§ Task statement: Begin at the line containing "point: bird tail" and give again every line to the end of the records, exactly, without the pictures.

(Dataset entries)

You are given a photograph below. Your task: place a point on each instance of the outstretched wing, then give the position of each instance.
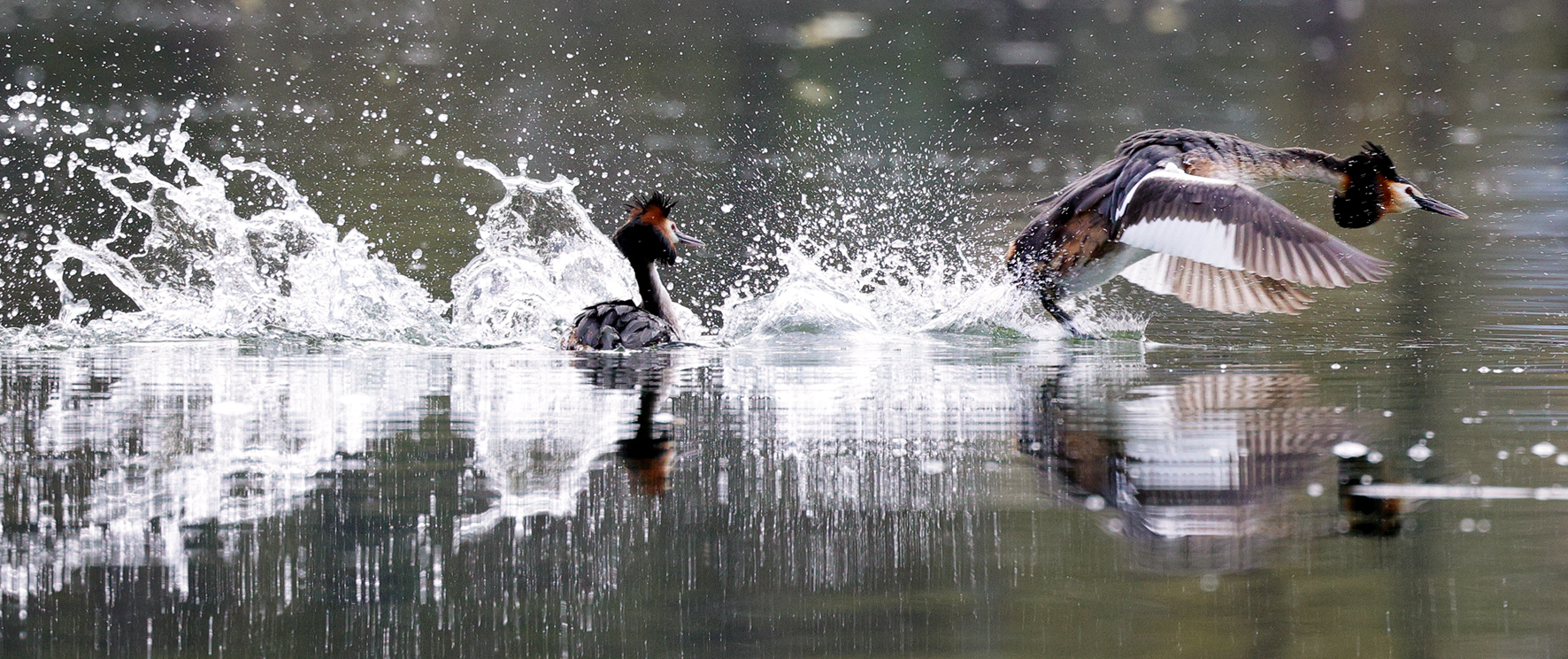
(1217, 289)
(1231, 226)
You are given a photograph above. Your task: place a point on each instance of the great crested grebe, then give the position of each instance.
(1176, 212)
(646, 241)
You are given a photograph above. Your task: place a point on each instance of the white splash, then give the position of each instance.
(542, 261)
(204, 270)
(883, 294)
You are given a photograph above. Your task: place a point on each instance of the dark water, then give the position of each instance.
(1375, 478)
(796, 498)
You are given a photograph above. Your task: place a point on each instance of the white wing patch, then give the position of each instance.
(1206, 242)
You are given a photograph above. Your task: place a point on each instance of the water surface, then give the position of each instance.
(286, 283)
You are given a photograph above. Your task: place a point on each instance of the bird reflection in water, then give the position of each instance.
(648, 454)
(1203, 472)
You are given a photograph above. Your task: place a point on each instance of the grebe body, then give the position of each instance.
(646, 239)
(1178, 212)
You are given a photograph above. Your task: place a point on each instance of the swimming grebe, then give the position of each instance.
(1178, 212)
(646, 241)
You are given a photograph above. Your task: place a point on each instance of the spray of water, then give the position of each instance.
(206, 270)
(540, 263)
(861, 251)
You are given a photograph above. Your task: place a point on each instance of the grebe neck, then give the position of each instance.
(656, 300)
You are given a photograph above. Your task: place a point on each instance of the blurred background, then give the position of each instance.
(926, 126)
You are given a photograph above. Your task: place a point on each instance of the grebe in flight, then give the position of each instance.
(646, 241)
(1178, 212)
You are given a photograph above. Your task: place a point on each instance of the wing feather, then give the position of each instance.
(1217, 289)
(1233, 226)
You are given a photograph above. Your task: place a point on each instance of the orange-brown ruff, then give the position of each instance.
(646, 239)
(1178, 212)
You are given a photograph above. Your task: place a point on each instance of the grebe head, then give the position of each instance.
(1374, 188)
(649, 234)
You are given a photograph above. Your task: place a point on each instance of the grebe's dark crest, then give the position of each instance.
(1178, 212)
(646, 239)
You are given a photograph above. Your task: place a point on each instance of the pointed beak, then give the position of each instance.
(686, 239)
(1440, 208)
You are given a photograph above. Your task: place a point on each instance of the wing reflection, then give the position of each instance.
(1203, 471)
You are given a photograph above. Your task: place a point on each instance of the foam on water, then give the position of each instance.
(853, 263)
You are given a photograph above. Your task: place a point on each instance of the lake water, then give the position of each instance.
(298, 395)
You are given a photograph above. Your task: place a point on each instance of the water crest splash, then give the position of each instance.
(842, 259)
(204, 270)
(542, 261)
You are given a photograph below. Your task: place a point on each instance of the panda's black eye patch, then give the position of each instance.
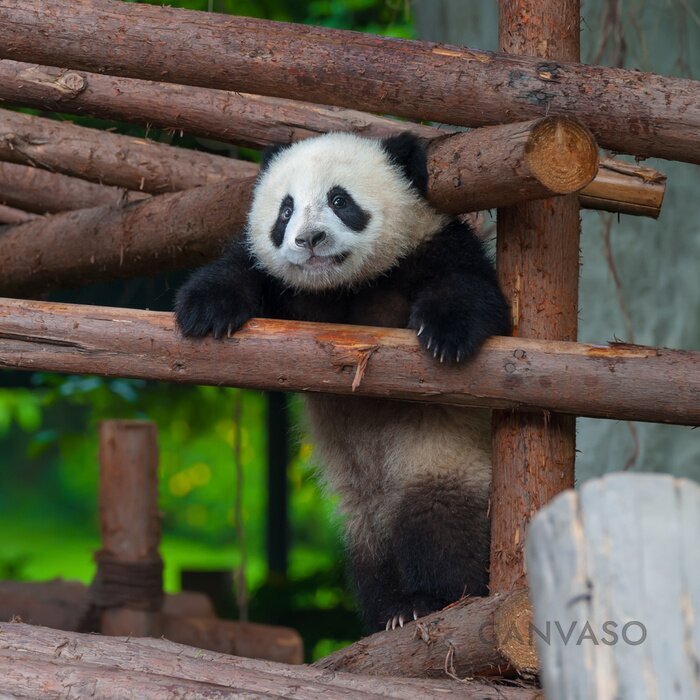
(283, 217)
(347, 209)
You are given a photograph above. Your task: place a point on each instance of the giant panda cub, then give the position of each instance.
(340, 231)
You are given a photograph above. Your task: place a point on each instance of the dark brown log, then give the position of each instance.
(187, 618)
(628, 111)
(254, 120)
(108, 158)
(10, 215)
(244, 119)
(39, 662)
(625, 188)
(523, 161)
(627, 382)
(474, 637)
(537, 258)
(167, 232)
(130, 526)
(42, 192)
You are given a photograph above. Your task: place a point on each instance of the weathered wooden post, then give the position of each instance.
(537, 260)
(128, 587)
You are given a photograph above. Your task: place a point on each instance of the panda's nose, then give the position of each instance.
(310, 239)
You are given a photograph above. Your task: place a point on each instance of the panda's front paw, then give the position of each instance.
(199, 312)
(447, 330)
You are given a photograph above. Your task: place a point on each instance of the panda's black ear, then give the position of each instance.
(408, 152)
(269, 153)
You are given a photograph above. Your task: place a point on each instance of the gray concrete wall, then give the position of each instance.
(658, 262)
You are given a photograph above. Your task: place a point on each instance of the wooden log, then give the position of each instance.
(39, 662)
(531, 160)
(128, 587)
(42, 192)
(625, 382)
(187, 618)
(627, 111)
(12, 216)
(537, 260)
(614, 572)
(258, 121)
(625, 188)
(167, 232)
(108, 158)
(473, 637)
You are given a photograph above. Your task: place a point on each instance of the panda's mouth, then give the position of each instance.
(325, 260)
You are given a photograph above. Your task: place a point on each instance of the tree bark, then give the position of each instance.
(614, 570)
(128, 587)
(627, 111)
(253, 120)
(474, 637)
(10, 215)
(43, 192)
(39, 662)
(112, 159)
(167, 232)
(537, 259)
(626, 382)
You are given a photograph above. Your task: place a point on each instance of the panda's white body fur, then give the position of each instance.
(340, 230)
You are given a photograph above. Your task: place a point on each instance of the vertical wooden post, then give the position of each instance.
(128, 586)
(537, 261)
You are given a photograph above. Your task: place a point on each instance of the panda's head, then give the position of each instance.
(338, 210)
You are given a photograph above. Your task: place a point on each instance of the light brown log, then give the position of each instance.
(254, 120)
(167, 232)
(627, 111)
(537, 259)
(187, 618)
(108, 158)
(39, 662)
(129, 519)
(531, 160)
(625, 188)
(477, 636)
(42, 192)
(11, 215)
(627, 382)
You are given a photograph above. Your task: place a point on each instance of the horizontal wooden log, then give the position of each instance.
(258, 121)
(112, 159)
(11, 215)
(474, 637)
(625, 188)
(627, 111)
(39, 662)
(167, 232)
(43, 192)
(626, 382)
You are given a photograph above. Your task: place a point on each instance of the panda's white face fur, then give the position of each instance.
(334, 211)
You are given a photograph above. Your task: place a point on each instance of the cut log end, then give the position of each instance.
(562, 154)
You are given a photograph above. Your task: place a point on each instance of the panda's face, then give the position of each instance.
(334, 211)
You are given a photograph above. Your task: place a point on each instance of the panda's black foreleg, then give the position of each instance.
(220, 297)
(440, 540)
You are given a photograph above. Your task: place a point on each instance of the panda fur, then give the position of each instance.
(340, 230)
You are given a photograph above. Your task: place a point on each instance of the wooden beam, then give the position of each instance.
(615, 567)
(39, 662)
(112, 159)
(40, 191)
(537, 259)
(167, 232)
(626, 382)
(258, 121)
(128, 587)
(627, 111)
(473, 637)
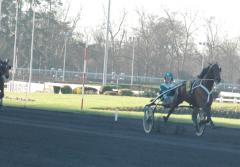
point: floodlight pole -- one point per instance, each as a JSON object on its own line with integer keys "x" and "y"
{"x": 133, "y": 55}
{"x": 106, "y": 47}
{"x": 32, "y": 46}
{"x": 0, "y": 13}
{"x": 64, "y": 58}
{"x": 84, "y": 75}
{"x": 15, "y": 48}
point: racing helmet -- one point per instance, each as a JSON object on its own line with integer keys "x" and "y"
{"x": 168, "y": 75}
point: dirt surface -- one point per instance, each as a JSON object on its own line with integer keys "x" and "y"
{"x": 35, "y": 138}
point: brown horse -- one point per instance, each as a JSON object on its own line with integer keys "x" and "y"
{"x": 199, "y": 93}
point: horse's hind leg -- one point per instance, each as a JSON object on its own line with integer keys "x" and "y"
{"x": 194, "y": 116}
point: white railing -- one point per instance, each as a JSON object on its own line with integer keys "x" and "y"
{"x": 228, "y": 97}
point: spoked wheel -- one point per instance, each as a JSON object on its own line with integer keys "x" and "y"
{"x": 200, "y": 125}
{"x": 148, "y": 118}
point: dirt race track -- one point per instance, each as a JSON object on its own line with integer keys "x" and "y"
{"x": 35, "y": 138}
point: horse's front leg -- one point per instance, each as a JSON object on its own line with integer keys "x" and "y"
{"x": 207, "y": 110}
{"x": 209, "y": 116}
{"x": 171, "y": 110}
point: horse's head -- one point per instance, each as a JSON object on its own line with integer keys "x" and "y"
{"x": 212, "y": 71}
{"x": 4, "y": 68}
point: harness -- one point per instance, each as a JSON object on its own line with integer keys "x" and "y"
{"x": 196, "y": 85}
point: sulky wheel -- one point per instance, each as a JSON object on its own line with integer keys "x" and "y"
{"x": 148, "y": 118}
{"x": 200, "y": 125}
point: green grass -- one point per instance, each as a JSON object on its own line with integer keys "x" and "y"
{"x": 95, "y": 104}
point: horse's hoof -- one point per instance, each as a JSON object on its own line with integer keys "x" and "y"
{"x": 165, "y": 119}
{"x": 212, "y": 125}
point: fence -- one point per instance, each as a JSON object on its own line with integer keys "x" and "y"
{"x": 228, "y": 97}
{"x": 53, "y": 75}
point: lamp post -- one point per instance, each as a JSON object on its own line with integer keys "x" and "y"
{"x": 0, "y": 13}
{"x": 65, "y": 53}
{"x": 32, "y": 46}
{"x": 106, "y": 47}
{"x": 132, "y": 39}
{"x": 15, "y": 47}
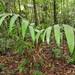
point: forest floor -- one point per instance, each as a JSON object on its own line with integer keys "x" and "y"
{"x": 49, "y": 65}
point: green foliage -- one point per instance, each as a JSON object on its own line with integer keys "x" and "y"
{"x": 37, "y": 73}
{"x": 70, "y": 37}
{"x": 57, "y": 34}
{"x": 20, "y": 67}
{"x": 24, "y": 27}
{"x": 32, "y": 31}
{"x": 12, "y": 21}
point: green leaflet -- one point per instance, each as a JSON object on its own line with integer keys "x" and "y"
{"x": 43, "y": 35}
{"x": 48, "y": 34}
{"x": 70, "y": 37}
{"x": 38, "y": 34}
{"x": 32, "y": 33}
{"x": 24, "y": 27}
{"x": 12, "y": 21}
{"x": 3, "y": 17}
{"x": 21, "y": 65}
{"x": 57, "y": 34}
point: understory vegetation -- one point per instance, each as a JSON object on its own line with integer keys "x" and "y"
{"x": 37, "y": 37}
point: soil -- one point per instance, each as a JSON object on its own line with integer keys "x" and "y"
{"x": 44, "y": 60}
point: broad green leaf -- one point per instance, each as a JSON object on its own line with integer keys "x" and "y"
{"x": 24, "y": 27}
{"x": 70, "y": 37}
{"x": 3, "y": 18}
{"x": 32, "y": 33}
{"x": 57, "y": 34}
{"x": 38, "y": 34}
{"x": 12, "y": 21}
{"x": 48, "y": 34}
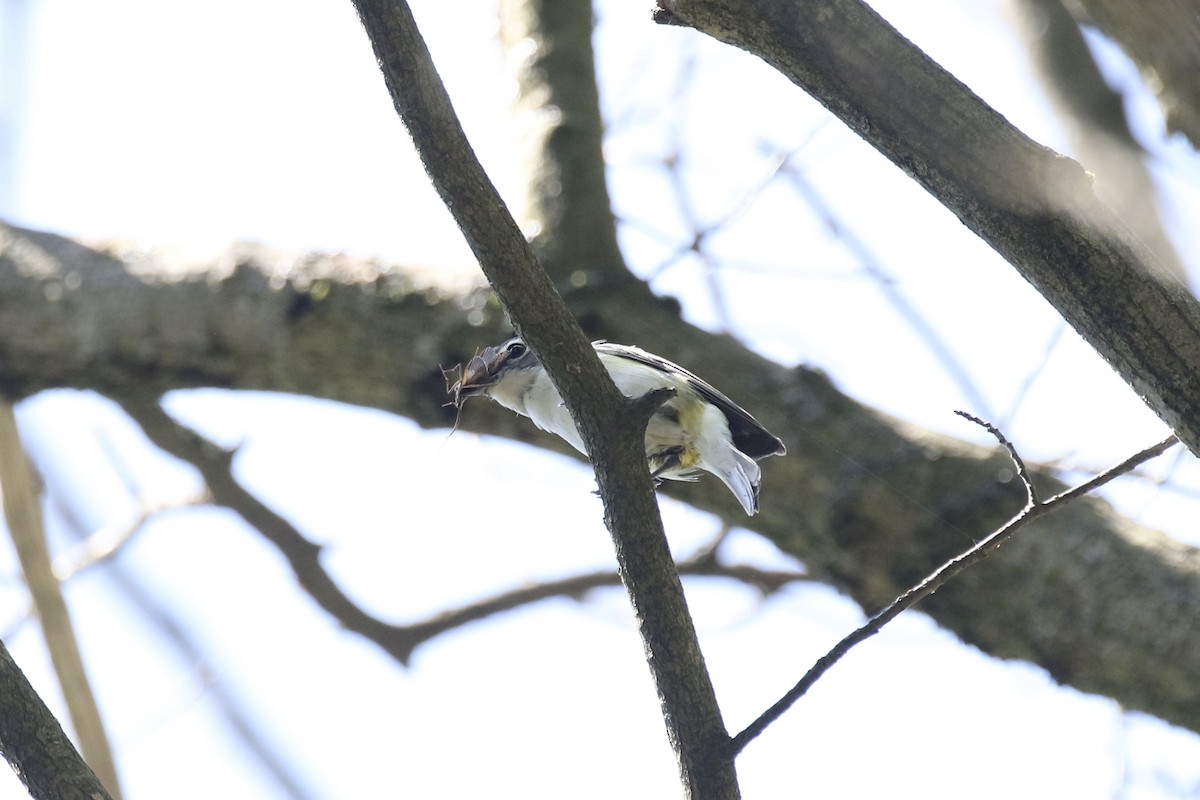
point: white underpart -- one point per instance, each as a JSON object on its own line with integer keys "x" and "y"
{"x": 531, "y": 394}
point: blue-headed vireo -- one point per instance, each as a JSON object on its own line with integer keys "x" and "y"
{"x": 699, "y": 428}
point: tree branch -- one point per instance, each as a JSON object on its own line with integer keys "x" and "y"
{"x": 1032, "y": 510}
{"x": 1036, "y": 208}
{"x": 23, "y": 511}
{"x": 33, "y": 741}
{"x": 612, "y": 434}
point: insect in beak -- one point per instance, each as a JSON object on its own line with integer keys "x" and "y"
{"x": 479, "y": 374}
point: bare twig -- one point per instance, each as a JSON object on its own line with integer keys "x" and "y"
{"x": 867, "y": 260}
{"x": 399, "y": 641}
{"x": 1032, "y": 511}
{"x": 23, "y": 510}
{"x": 107, "y": 541}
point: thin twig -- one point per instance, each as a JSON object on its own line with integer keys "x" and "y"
{"x": 23, "y": 511}
{"x": 1031, "y": 491}
{"x": 935, "y": 581}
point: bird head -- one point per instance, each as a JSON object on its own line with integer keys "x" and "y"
{"x": 493, "y": 370}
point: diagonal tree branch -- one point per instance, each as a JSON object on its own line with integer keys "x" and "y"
{"x": 612, "y": 428}
{"x": 34, "y": 743}
{"x": 1036, "y": 208}
{"x": 23, "y": 511}
{"x": 1032, "y": 510}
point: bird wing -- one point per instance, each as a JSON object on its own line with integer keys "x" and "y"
{"x": 749, "y": 435}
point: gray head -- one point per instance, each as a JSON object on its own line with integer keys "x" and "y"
{"x": 493, "y": 366}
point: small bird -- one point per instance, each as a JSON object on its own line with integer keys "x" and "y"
{"x": 699, "y": 428}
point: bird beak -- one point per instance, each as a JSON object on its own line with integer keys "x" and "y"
{"x": 479, "y": 374}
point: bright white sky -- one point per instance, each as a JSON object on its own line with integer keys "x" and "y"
{"x": 199, "y": 124}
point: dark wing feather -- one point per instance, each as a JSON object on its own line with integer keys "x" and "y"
{"x": 748, "y": 433}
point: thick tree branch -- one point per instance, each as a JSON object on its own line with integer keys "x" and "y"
{"x": 1032, "y": 510}
{"x": 1036, "y": 208}
{"x": 868, "y": 504}
{"x": 1162, "y": 38}
{"x": 34, "y": 744}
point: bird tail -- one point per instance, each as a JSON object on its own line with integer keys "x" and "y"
{"x": 742, "y": 475}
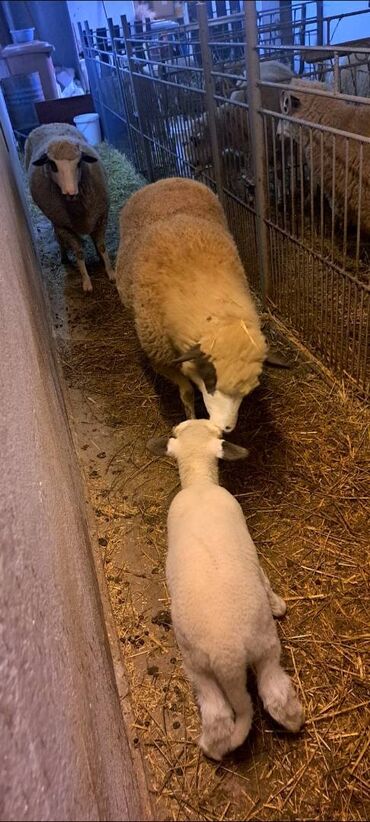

§ Output for this task:
point: bird tail -- one point per instance, each as a JSON object on its own line with integer keys "x" and "y"
{"x": 742, "y": 475}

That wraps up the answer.